-- BEGIN Records for the task --
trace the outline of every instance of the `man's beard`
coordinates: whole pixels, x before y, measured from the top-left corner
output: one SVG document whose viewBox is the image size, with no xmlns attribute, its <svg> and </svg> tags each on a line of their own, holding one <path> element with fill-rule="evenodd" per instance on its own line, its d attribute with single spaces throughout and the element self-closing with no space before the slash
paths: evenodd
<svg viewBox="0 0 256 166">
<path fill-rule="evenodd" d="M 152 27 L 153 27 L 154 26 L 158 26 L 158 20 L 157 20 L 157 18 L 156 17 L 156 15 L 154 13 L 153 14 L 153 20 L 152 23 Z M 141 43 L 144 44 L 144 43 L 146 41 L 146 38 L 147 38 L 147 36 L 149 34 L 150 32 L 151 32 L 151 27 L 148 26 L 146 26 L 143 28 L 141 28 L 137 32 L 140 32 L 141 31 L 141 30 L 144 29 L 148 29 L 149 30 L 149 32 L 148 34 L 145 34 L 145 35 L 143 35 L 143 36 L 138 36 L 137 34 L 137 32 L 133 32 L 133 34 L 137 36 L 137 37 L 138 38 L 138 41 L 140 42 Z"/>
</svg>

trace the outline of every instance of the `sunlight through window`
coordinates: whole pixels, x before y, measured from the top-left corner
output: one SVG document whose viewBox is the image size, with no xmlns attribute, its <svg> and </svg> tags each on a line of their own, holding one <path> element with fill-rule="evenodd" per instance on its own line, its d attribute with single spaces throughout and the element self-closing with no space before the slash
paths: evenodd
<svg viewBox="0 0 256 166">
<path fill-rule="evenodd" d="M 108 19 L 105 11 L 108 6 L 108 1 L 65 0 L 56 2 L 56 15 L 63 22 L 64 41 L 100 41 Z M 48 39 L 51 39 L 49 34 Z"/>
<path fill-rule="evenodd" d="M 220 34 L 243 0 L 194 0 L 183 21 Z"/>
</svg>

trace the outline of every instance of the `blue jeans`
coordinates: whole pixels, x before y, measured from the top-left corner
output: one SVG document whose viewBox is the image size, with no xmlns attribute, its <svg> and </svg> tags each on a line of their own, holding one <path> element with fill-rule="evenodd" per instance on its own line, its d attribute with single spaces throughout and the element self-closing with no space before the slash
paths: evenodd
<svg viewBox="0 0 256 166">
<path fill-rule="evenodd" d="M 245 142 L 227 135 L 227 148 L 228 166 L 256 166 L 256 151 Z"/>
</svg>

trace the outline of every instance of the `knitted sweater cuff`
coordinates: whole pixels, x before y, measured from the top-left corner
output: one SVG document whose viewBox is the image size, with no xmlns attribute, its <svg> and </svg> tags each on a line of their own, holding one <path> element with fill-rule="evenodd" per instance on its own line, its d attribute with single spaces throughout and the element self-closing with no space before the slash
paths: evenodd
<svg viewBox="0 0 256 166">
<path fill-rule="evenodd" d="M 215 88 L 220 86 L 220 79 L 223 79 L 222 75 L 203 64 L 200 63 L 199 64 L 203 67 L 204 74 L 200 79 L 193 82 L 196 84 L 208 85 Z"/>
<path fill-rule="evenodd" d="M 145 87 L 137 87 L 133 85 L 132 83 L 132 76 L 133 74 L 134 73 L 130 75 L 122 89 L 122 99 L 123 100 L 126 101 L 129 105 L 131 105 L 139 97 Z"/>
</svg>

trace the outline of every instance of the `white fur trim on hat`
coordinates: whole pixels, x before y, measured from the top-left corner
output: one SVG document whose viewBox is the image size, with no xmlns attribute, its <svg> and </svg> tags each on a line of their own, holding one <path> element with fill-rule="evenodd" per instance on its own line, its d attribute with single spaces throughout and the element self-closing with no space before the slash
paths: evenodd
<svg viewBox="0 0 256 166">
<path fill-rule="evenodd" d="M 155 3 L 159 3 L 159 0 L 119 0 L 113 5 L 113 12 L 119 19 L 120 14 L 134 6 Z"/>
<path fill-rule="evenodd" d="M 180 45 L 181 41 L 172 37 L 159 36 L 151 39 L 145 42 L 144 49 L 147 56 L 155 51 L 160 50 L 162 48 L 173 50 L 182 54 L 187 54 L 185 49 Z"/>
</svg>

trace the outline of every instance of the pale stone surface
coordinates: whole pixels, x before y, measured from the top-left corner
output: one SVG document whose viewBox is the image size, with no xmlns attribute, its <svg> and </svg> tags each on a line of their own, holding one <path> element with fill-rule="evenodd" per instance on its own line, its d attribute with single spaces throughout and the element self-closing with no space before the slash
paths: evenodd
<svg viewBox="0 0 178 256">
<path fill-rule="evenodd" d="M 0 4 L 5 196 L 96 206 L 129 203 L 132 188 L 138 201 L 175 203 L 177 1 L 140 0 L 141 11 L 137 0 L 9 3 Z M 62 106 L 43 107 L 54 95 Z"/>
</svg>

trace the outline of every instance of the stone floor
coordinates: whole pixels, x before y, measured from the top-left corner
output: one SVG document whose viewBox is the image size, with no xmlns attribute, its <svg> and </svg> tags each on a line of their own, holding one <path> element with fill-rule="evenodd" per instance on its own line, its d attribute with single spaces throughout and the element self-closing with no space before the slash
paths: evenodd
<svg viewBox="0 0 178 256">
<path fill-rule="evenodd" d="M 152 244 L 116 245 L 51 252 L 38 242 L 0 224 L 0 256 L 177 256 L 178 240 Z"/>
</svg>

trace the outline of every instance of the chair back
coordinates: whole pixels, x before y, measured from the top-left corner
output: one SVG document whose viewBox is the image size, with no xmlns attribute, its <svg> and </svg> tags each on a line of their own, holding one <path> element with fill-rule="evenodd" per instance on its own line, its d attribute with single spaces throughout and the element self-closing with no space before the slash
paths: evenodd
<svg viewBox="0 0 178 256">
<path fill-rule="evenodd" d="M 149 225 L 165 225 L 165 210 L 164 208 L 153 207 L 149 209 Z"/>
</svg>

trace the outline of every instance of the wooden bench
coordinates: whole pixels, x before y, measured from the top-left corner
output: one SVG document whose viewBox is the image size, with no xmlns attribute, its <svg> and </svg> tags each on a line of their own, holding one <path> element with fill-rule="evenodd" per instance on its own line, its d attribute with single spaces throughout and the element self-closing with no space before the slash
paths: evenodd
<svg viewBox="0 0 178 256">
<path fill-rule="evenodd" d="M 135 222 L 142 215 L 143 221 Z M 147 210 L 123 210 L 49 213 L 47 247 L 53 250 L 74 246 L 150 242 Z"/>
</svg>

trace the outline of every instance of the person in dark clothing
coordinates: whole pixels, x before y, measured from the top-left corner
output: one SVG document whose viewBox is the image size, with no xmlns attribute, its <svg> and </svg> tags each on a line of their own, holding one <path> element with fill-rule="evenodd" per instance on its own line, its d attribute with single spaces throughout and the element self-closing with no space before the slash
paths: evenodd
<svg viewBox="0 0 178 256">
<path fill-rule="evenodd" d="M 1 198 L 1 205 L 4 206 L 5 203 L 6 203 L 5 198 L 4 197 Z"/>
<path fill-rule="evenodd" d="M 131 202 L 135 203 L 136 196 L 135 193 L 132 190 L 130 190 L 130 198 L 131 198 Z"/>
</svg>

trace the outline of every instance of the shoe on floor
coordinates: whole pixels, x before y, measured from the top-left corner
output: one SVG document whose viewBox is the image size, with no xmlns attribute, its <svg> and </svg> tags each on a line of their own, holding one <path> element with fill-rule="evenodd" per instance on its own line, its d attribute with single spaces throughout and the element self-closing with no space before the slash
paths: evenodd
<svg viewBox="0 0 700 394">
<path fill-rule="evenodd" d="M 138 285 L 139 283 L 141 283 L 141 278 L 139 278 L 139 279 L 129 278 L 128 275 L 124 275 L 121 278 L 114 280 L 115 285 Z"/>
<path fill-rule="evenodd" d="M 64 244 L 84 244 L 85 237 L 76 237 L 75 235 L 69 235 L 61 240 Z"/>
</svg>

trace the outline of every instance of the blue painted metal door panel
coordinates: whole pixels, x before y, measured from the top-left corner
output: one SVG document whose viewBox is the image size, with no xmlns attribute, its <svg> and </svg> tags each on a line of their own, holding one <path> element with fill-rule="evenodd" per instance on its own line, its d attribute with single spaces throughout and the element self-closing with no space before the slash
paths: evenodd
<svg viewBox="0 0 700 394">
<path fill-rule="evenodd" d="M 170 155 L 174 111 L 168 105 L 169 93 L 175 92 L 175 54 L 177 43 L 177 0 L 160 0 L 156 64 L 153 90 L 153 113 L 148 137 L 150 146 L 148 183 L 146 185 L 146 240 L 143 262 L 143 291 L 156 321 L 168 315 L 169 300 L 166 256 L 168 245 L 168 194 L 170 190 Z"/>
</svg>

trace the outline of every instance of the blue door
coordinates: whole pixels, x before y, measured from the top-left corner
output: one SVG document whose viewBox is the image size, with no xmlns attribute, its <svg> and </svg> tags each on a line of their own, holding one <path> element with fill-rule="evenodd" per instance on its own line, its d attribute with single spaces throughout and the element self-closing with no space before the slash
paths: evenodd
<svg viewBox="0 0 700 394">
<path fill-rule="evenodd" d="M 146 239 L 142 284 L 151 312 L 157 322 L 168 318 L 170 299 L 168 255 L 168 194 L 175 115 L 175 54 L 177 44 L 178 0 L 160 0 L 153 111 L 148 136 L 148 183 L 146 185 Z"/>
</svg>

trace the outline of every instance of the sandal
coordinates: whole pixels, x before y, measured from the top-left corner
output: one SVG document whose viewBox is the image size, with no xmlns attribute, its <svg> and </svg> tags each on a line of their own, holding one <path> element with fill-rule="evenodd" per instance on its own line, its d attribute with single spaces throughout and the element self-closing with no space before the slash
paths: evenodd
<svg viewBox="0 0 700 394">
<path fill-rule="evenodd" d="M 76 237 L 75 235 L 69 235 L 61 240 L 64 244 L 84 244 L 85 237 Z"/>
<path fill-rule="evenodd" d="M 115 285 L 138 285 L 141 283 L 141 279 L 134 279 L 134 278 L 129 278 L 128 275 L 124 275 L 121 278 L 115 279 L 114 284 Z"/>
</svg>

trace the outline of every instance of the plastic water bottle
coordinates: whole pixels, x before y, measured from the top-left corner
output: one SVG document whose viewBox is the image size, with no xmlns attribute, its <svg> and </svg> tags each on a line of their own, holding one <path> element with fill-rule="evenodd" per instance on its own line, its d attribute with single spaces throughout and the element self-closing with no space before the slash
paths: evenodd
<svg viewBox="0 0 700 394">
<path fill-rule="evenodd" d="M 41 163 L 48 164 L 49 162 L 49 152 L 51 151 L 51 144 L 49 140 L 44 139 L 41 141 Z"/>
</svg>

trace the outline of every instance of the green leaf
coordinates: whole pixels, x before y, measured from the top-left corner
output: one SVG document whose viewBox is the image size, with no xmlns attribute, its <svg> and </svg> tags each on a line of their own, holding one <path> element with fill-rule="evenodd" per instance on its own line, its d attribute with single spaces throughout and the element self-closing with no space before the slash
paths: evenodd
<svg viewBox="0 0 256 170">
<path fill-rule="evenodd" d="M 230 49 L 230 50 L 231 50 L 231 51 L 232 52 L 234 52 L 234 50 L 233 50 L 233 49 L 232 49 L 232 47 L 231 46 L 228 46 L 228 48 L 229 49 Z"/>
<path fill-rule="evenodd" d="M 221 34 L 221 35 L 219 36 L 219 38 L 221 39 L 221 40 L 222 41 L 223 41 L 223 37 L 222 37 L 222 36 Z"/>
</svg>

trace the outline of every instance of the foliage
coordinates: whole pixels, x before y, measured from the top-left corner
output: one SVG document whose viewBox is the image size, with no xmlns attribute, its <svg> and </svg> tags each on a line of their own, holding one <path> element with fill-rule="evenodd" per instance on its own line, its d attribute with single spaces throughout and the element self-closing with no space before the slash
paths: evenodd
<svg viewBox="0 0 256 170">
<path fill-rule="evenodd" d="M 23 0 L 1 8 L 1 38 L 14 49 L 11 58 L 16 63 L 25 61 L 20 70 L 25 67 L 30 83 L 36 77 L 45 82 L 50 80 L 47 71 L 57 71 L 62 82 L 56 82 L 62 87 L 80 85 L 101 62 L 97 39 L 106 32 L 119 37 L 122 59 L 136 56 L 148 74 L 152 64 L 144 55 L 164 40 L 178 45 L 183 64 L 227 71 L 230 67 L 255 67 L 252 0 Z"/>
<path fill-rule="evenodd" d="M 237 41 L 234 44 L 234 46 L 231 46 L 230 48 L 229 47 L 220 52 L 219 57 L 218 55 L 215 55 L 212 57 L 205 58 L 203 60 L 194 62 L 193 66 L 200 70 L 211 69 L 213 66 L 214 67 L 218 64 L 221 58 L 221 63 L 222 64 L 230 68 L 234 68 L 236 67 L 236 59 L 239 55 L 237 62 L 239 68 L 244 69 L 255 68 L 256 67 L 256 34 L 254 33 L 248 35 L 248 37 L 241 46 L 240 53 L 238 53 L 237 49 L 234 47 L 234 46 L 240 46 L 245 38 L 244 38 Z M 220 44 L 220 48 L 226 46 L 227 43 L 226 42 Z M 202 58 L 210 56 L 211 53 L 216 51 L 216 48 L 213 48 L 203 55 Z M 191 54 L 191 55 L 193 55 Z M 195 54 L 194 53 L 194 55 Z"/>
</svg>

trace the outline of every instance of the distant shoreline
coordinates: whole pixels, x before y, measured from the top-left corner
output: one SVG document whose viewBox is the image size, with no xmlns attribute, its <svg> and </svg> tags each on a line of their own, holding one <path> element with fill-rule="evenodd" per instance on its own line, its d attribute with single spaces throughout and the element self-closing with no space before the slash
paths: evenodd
-- END Records for the task --
Written instruction -
The required output is the exact sequence of lines from the one containing "trace the outline of every instance of the distant" through the end of the listing, both endpoints included.

Correct result -
trace the outline of every instance of the distant shoreline
coordinates: whole pixels, x before y, measured from the top-left corner
output: one SVG document whose viewBox is the image size, with no xmlns attribute, its <svg> and </svg> tags each on a line of their own, holding one <path> element with fill-rule="evenodd" per instance on its own line, its d attribute with single spaces throughout and the element self-closing with no space before the slash
paths: evenodd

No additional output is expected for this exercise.